## Exercise requirements
#1 The passage about Warren Buffett and public speaking quotes him naming three credentials he earned. List all three.
#2 Write the next few sentences of the passage about Warren Buffett and public speaking, starting right after its final sentence.

## Passage to read
“I had been terrified of public speaking. I couldn’t do it,” billionaire Warren Buffett admitted on an HBO documentary that chronicled his life. Buffett conquered his nerves by enrolling in a public speaking course. He knew that if he couldn’t speak in public, it would end his career.
Overcoming his fear changed Warren Buffett’s life. “Every week the instructor would give a pencil to whoever had the done the most of what we had learned the week before,” Buffett explained. “So in the fourth or fifth week, I proposed [to Susie]. And she said yes. That week I got the pencil, and got engaged.”
The documentary titled Becoming Warren Buffett isn’t the first time we’ve heard Buffett promote the value of public speaking. It did, however, offer a rare glimpse into Buffett’s private office where he proudly showed off his Dale Carnegie public speaking certificate, which he received on January 13, 1952.
“In my office, you will not see the degree that I got from the University of Nebraska. You will not see the master’s degree I got from Columbia University. But you will see the award certificate I got from the Dale Carnegie Course,” Buffett said.
I once read a book that featured training methods of elite military forces. In one chapter the author acknowledged his initial fear of high-altitude parachute jumping. How did he overcome his fear? By forcing himself to do it over and over and over until he “learned to love it.” If a person can overcome the fear of jumping from an airplane at 25,000 feet, it’s possible for anyone to learn to love public speaking. I’ve seen it happen countless times.

## Records provided

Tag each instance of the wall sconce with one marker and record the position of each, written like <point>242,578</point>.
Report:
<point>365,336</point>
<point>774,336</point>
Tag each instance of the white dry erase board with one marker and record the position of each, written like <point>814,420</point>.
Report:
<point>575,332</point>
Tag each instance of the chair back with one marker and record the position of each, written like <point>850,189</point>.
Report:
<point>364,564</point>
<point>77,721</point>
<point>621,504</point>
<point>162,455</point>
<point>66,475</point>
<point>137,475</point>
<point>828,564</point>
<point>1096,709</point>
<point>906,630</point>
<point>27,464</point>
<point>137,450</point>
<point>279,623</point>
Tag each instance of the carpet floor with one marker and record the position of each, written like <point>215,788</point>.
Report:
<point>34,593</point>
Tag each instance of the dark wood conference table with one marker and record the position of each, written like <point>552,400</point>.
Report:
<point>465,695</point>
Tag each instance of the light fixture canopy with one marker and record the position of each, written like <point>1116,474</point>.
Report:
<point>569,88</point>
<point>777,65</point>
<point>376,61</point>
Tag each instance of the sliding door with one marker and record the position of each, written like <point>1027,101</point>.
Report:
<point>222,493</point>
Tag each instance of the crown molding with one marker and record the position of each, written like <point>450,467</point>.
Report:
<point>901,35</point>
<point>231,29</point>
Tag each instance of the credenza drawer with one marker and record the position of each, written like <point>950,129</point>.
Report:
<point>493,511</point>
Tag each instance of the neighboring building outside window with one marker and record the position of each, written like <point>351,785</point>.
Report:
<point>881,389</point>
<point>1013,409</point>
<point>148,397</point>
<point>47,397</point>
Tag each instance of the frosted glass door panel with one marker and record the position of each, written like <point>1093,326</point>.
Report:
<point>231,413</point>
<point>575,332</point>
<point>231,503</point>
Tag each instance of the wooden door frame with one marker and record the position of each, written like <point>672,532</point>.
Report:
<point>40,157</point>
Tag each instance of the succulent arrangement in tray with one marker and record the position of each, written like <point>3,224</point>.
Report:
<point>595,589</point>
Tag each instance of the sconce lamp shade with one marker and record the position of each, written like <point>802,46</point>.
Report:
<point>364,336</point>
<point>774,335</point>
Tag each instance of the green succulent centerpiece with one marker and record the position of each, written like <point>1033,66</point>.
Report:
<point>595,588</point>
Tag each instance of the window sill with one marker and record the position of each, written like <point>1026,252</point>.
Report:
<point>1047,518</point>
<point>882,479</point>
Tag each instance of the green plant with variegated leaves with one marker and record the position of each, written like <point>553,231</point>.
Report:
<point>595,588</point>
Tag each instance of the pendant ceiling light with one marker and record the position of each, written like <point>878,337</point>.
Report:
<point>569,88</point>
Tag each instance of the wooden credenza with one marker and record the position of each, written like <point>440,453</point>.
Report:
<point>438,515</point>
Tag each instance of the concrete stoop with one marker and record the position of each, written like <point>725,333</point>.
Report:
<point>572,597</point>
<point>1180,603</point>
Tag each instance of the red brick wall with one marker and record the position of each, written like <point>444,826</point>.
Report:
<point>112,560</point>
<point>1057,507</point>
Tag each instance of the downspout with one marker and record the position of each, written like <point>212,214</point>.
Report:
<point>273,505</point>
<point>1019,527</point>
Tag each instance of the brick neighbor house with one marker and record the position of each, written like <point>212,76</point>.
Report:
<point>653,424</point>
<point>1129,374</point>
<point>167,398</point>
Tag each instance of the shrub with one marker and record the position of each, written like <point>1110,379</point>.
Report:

## Answers provided
#1
- The degree from the University of Nebraska
- The master's degree from Columbia University
- The award certificate from the Dale Carnegie Course

#2
For one of my earlier books on communication skills I interviewed then real-estate mogul, Barbara Corcoran, before she became a star on ABC’s Shark Tank. “Communication is responsible for 90 percent of my success, without a doubt,” Corcoran said.
Fearless communication didn’t come easy for Corcoran. After an incident that gave her a severe case of stage fright, Corcoran—like Buffett—decided to conquer her fear to advance her career. Although she didn’t enroll in a public speaking course, she followed a similar method as Buffett did and found an opportunity to speak frequently. Corcoran pitched herself to NYU as a real-estate instructor. Over the next five years of teaching, Corcoran’s stage fright gradually diminished. And, like Buffett, public speaking brought an additional, unexpected benefit. Sitting in one of Corcoran’s classes was a sales dynamo who would go on to sell more condominiums for The Corcoran Group than any other realtor in the city.
People are often surprised when I give them a list of famous leaders who suffered from stage fright and who conquered their fears. I only write about those who have acknowledged their fears publicly. But for every one who is public, there are many others—billionaires, entrepreneurs, CEOs—who have expressed their fear to me in private.
The desire to be socially accepted by the group is deeply engrained in our DNA. It’s completely natural to want to impress people. Even Steve Jobs, who many considered one of the most charismatic speakers of our time, was a bundle of nerves before some of his most famous product launches. Jobs worked at it, and become a more polished, confident and fearless speaker as time went on.
The secret to overcoming the fear of public speaking is a three-step process. First, don’t be hard on yourself. Keep in mind that the most successful people in the world go through it. Second, start small. Buffett took a class with a few other students. Corcoran didn’t start by speaking to millions on television; she taught a small class. Third, take every opportunity to present and do it over and over and over.
Go ahead and jump. You might learn to love it.